• Meredith Geldmeier
Posted in Attributes of God, Uncategorized
By Meredith Geldmeier
I sat down to write about God’s creativity – the absolute originality of all that he does, his ability to bring truly new things into existence. I had an idea of how I wanted to begin, but I couldn’t make it right. I couldn’t make it work. As an English major I can never help striving for embellished language, not even as I’m writing this – as if my poetry could somehow climb high enough to convey a God who soars higher than understanding!
My thoughts die for lack of oxygen at such a height.
I sat down to write this and realized I had - nothing. No words seemed right. I despaired. I couldn’t do it. It would never be good enough. I threw a small tantrum and slapped my notebook shut in frustration. Why even try? What a travesty, to write about God’s creativity uncreatively!
Then God showed me that was the whole point: "How great is God - beyond our understanding!" (Job 36:26) Beyond the reach of language.
Only one Creator's words bring anything into being.
Any creativity I have is actually His. I am merely an image bearer (Gen. 1:27) - as such, I reflect God’s creative nature in exactly the ways He ordained, and I make imperfect imitations only.
Maybe you don’t consider yourself artistic; but you know the desire to bring something into being in other ways. All of us carry a small, broken piece of God’s creative impulse in us.
Most of us can probably relate to the inner groaning when our dust-hampered hands cannot express perfectly what we know, in our hearts, we were born to express. None of us can paint the picture we envision in our minds.
But the point is not that we fully express in ourselves who God is. No - only as a mosaic do we even begin to reflect the endless - limitless - capacity of God to cause beauty, order, goodness, life, joy - to exist.
Each person is an absolutely unique facet of an unfathomable, infinite God. There are no duplicates or triplicates with God – He is like a shoreless ocean that can never be sounded. Our striving is indicative of our soul-longing to be like Him. When we try and fail, it points us back to the one who had no creation.
Somewhere in the world is a man who built a kinetic sculpture of San Francisco out of 100,000 toothpicks over 35 years. (True story - his name is Scott Weaver.) But is he more or less creative than Michaelangelo, or the person who dreamed up the flavor combinations that turned into the best restaurant meal you’ve ever had; or the mechanic who finally figured out the problem with your car; the pastor who preached last Sunday’s sermon; or the child who rendered a rainbow with Crayons, a masterpiece of refrigerator art?

-------------------------

_Aim 1_: In the post on God's creativity, how many toothpicks went into the kinetic sculpture of San Francisco?
_Aim 2_: Continue the post on God's creativity from its final sentence.

-------------------------

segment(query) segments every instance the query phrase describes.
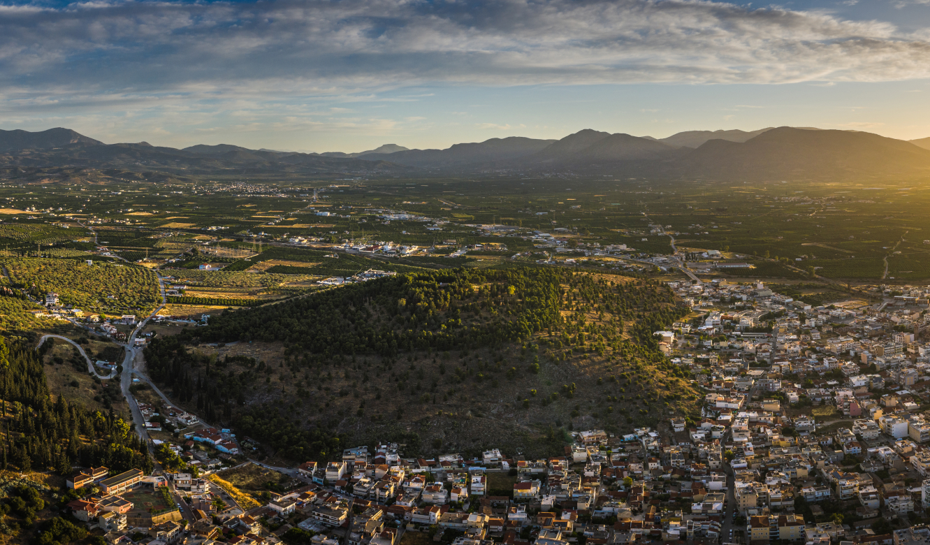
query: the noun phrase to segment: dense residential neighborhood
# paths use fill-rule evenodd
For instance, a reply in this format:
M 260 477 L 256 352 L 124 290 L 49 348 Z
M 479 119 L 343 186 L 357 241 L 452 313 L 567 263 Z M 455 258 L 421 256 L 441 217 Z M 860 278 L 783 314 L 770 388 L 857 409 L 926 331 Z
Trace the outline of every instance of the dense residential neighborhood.
M 155 407 L 140 404 L 148 429 L 167 421 L 179 431 L 179 444 L 156 446 L 195 474 L 91 468 L 69 485 L 96 484 L 95 494 L 69 506 L 113 545 L 394 545 L 411 532 L 454 545 L 930 538 L 930 418 L 922 410 L 930 345 L 917 340 L 930 323 L 926 291 L 825 308 L 762 284 L 671 286 L 699 317 L 656 335 L 705 392 L 699 415 L 655 430 L 574 432 L 562 456 L 543 459 L 494 448 L 429 459 L 392 443 L 349 448 L 340 459 L 267 468 L 289 485 L 244 509 L 202 478 L 243 459 L 235 435 L 172 407 L 154 418 Z M 126 520 L 134 509 L 126 492 L 160 486 L 183 507 Z

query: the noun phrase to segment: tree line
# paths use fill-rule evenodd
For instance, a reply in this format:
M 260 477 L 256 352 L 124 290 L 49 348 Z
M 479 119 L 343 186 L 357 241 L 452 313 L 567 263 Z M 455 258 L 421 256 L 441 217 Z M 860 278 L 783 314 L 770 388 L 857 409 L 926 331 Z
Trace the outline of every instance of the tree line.
M 68 475 L 73 466 L 102 465 L 112 472 L 151 472 L 144 440 L 113 409 L 91 411 L 51 395 L 44 353 L 0 338 L 0 469 Z

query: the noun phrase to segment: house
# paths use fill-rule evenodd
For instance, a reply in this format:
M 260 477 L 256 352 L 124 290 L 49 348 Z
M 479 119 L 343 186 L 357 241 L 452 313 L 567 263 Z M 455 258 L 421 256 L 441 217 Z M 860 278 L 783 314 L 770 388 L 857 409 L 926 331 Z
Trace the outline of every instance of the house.
M 323 505 L 310 512 L 310 518 L 330 526 L 340 526 L 349 517 L 349 508 L 344 505 Z
M 89 470 L 81 470 L 68 477 L 65 484 L 69 488 L 78 490 L 83 486 L 86 486 L 87 485 L 106 477 L 109 472 L 110 470 L 102 466 L 99 468 L 90 468 Z
M 524 481 L 513 484 L 513 498 L 528 499 L 539 496 L 539 489 L 542 487 L 540 481 Z
M 469 494 L 472 496 L 484 496 L 485 486 L 487 484 L 487 477 L 483 474 L 472 475 L 472 483 L 469 486 Z
M 98 503 L 100 511 L 127 513 L 133 507 L 133 503 L 119 496 L 107 496 Z
M 68 508 L 71 509 L 74 518 L 84 522 L 88 522 L 90 519 L 96 517 L 97 513 L 100 512 L 96 503 L 86 499 L 75 499 L 73 501 L 70 501 L 68 503 Z
M 126 513 L 108 511 L 97 518 L 97 525 L 104 532 L 119 532 L 126 527 Z
M 423 488 L 422 500 L 424 503 L 443 505 L 448 498 L 448 493 L 442 485 L 427 485 Z
M 142 477 L 141 470 L 129 470 L 100 481 L 100 490 L 107 494 L 119 494 L 141 483 Z
M 166 543 L 173 543 L 180 537 L 180 525 L 174 521 L 166 521 L 150 527 L 149 536 Z
M 346 473 L 346 462 L 331 461 L 326 464 L 326 480 L 335 483 Z
M 297 472 L 300 475 L 307 477 L 308 479 L 313 478 L 313 473 L 316 472 L 316 462 L 315 461 L 305 461 L 300 464 L 297 469 Z
M 282 516 L 287 516 L 297 509 L 297 503 L 289 499 L 275 499 L 270 501 L 268 507 Z

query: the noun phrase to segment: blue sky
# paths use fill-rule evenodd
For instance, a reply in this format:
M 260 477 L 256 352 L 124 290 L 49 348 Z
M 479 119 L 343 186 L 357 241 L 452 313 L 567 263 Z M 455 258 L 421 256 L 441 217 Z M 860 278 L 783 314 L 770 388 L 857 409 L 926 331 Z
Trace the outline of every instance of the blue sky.
M 411 148 L 582 128 L 930 137 L 930 0 L 0 3 L 0 128 Z

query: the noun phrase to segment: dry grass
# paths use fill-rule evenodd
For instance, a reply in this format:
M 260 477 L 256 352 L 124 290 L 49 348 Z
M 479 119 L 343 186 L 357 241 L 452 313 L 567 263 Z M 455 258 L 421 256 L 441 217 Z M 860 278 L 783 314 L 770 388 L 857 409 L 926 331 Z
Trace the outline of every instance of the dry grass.
M 206 478 L 212 481 L 216 485 L 225 490 L 227 494 L 235 499 L 236 503 L 238 503 L 239 507 L 241 507 L 244 511 L 248 511 L 260 505 L 254 498 L 247 494 L 244 494 L 232 483 L 223 479 L 218 473 L 207 475 Z
M 158 312 L 161 316 L 175 317 L 194 317 L 200 318 L 201 314 L 219 314 L 230 307 L 219 306 L 194 306 L 194 305 L 165 305 L 165 308 Z
M 46 342 L 48 342 L 47 340 Z M 72 356 L 73 347 L 65 344 L 62 340 L 57 340 L 55 347 L 46 354 L 46 379 L 48 382 L 49 391 L 55 395 L 63 395 L 71 403 L 76 403 L 87 409 L 100 410 L 106 412 L 103 404 L 94 400 L 95 395 L 99 395 L 102 391 L 102 386 L 94 382 L 94 379 L 87 374 L 86 367 L 83 367 L 83 372 L 76 370 L 68 362 Z M 54 362 L 55 356 L 64 360 L 61 365 Z M 83 358 L 82 358 L 83 361 Z M 78 385 L 72 386 L 76 380 Z M 104 381 L 104 383 L 109 381 Z M 113 411 L 124 419 L 128 418 L 129 406 L 126 401 L 120 399 L 113 404 Z

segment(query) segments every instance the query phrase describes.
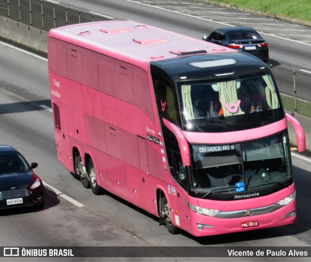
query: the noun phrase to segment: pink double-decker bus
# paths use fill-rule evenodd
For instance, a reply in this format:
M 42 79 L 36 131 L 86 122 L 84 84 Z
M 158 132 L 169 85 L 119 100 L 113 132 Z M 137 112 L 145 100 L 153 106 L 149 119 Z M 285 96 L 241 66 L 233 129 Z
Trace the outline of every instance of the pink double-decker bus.
M 48 65 L 59 160 L 196 236 L 296 219 L 287 120 L 265 63 L 132 21 L 52 30 Z

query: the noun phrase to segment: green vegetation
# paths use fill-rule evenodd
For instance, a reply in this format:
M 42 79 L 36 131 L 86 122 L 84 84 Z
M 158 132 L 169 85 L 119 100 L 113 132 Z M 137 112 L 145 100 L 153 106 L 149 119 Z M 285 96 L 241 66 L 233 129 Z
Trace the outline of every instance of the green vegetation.
M 276 16 L 311 21 L 310 0 L 213 0 L 212 1 L 260 11 Z
M 295 110 L 295 100 L 294 97 L 281 94 L 281 100 L 284 108 L 292 112 L 296 111 L 302 115 L 311 117 L 311 103 L 297 99 L 296 102 L 297 111 L 296 111 Z

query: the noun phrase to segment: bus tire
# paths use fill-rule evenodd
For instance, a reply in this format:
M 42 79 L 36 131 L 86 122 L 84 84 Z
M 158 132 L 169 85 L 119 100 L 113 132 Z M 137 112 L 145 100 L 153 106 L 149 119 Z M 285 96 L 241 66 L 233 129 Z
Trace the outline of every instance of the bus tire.
M 88 175 L 89 178 L 89 184 L 91 186 L 91 189 L 92 192 L 94 194 L 100 194 L 102 192 L 102 189 L 99 186 L 96 180 L 96 172 L 95 171 L 95 168 L 94 166 L 93 160 L 92 158 L 90 158 L 88 161 Z
M 74 157 L 74 172 L 79 176 L 81 184 L 85 188 L 89 188 L 89 180 L 87 176 L 85 169 L 83 168 L 81 157 L 80 155 L 76 155 Z
M 172 223 L 172 215 L 169 203 L 166 200 L 166 198 L 164 196 L 164 206 L 163 207 L 163 213 L 164 215 L 164 222 L 165 226 L 168 231 L 171 234 L 175 234 L 178 233 L 179 228 L 175 227 Z

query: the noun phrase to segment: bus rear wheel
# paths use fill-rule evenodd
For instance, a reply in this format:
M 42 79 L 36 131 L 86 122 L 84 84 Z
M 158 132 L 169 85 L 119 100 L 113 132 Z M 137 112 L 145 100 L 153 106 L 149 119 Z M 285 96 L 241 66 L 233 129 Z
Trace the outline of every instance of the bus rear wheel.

-------------------------

_Written reply 1_: 100,000 toothpicks.

_Written reply 2_:
It is good for me to realize that I’m just building with toy blocks here. I make what I can with them. And I am constantly amazed at how other people take the raw materials they’ve received and turn them into reflections of God - even though they may be glorifying him without knowing him.
Ultimately though, the greater the disparity between the raw materials - toothpicks, for example - and the finished product, the more impressed I am. And that is why God’s creativity deserves all the praise; it staggers the mind to think that his raw materials were - nothing. And all he did was speak. It’s not like he took a bunch of dried leaves and turned them into Notre Dame. He took nothing and turned it into the universe.
It shouldn't surprise me, really, when I find the picture on my canvas is nothing like what it was supposed to be. I know firsthand the kind of materials I'm working from in my life - if it wasn't written on my heart, I also have it scrawled across pages and pages in stacks of journals.
Only God can make anything beautiful out of that.
But that’s the creativity of our God - he causes to exist. He brings into being that which is not. And He not only can, but He has said He will take my dirty rags (Isaiah 64:6), my nothingness, and turn them into a tiny glint of his glory, to his glory.
So, back to my initial question - why even try? Why draw the picture if it only goes as far as your mom's refrigerator? Because I’ve come to see that we are not more or less creative than each other. We are differently creative - and it's the picture we make as a whole we should value more than all else.
When you see the sun shining on the ocean, you never find yourself dazzled by one drop shining brighter than another. You can't even tell them apart. But you're still amazed by the view.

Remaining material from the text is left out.